- **Segmentation mask data**:
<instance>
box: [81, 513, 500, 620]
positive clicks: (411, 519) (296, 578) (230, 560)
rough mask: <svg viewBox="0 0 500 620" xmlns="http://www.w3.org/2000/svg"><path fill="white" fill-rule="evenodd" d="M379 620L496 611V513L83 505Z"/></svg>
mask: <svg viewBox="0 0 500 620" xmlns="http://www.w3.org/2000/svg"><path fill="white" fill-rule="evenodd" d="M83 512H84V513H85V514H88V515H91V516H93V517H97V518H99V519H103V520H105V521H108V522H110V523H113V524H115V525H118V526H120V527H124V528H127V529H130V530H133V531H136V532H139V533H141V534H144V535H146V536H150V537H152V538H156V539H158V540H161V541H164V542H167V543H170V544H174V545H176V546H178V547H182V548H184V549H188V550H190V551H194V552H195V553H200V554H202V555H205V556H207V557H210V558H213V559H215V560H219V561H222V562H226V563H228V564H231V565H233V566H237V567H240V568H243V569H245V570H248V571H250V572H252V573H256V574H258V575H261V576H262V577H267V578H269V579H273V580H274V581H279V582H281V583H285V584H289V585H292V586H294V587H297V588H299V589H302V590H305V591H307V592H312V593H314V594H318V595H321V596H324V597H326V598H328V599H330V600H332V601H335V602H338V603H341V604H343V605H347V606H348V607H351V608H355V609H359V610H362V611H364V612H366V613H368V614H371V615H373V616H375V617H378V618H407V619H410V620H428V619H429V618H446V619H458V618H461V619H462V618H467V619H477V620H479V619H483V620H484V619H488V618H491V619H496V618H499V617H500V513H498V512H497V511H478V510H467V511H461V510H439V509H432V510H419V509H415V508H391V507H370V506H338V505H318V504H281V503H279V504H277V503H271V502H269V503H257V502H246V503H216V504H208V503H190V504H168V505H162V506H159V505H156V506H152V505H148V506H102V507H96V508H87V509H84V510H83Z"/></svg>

- **To do**: Restate every entry exactly. Leave nothing out.

- **Response box**:
<instance>
box: [81, 513, 500, 620]
positive clicks: (411, 519) (296, 578) (230, 560)
rough mask: <svg viewBox="0 0 500 620" xmlns="http://www.w3.org/2000/svg"><path fill="white" fill-rule="evenodd" d="M379 620L496 611V513L83 505Z"/></svg>
mask: <svg viewBox="0 0 500 620" xmlns="http://www.w3.org/2000/svg"><path fill="white" fill-rule="evenodd" d="M83 512H84V513H85V514H88V515H91V516H93V517H97V518H99V519H103V520H105V521H108V522H110V523H113V524H115V525H118V526H120V527H124V528H127V529H130V530H133V531H136V532H139V533H141V534H144V535H146V536H150V537H152V538H156V539H158V540H161V541H164V542H167V543H170V544H174V545H176V546H178V547H182V548H184V549H188V550H190V551H194V552H195V553H200V554H202V555H205V556H207V557H210V558H213V559H215V560H219V561H222V562H226V563H228V564H231V565H233V566H237V567H240V568H243V569H245V570H248V571H250V572H252V573H256V574H258V575H261V576H262V577H267V578H269V579H273V580H274V581H279V582H281V583H285V584H289V585H292V586H294V587H297V588H299V589H302V590H305V591H307V592H312V593H314V594H318V595H321V596H324V597H326V598H328V599H330V600H332V601H335V602H338V603H341V604H343V605H347V606H348V607H351V608H355V609H359V610H362V611H364V612H366V613H368V614H371V615H373V616H375V617H378V618H407V619H410V620H428V619H429V618H446V619H458V618H461V619H462V618H467V619H477V620H479V619H483V620H484V619H488V618H491V619H496V618H499V617H500V513H498V512H497V511H478V510H467V511H461V510H439V509H432V510H419V509H415V508H391V507H370V506H338V505H318V504H281V503H279V504H277V503H271V502H269V503H257V502H246V503H216V504H208V503H190V504H168V505H162V506H159V505H156V506H152V505H148V506H102V507H96V508H87V509H84V510H83Z"/></svg>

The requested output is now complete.